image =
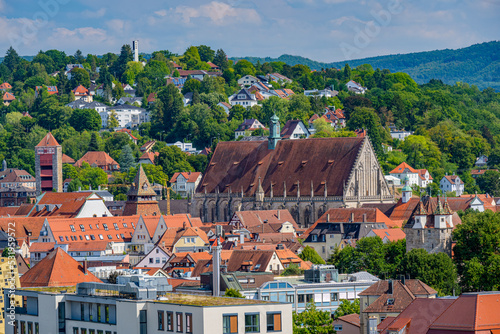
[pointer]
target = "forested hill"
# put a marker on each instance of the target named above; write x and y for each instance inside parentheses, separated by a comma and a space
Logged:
(478, 64)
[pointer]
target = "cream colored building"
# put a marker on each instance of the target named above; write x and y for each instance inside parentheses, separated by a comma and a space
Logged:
(9, 279)
(52, 311)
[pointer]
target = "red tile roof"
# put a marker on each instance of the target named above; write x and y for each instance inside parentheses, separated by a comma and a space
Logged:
(470, 312)
(67, 159)
(402, 168)
(5, 85)
(48, 140)
(129, 132)
(418, 312)
(149, 156)
(353, 319)
(57, 269)
(189, 176)
(98, 158)
(392, 234)
(80, 91)
(8, 97)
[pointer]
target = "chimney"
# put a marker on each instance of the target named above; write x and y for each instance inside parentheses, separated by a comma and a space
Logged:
(390, 288)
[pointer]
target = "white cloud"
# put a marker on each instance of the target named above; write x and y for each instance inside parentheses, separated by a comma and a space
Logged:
(92, 14)
(162, 12)
(218, 12)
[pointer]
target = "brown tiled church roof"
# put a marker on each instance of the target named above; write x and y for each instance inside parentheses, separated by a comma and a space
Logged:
(324, 162)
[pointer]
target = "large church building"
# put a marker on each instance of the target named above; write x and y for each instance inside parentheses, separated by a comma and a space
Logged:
(305, 176)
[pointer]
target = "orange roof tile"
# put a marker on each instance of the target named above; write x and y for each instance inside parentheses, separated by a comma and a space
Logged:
(189, 176)
(98, 158)
(402, 167)
(57, 269)
(392, 234)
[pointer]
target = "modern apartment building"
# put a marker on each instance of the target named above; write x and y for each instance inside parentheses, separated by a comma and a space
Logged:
(143, 308)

-- -- --

Your objective:
Count the lines in the data above that contain the string "roof", and give only that number.

Final result:
3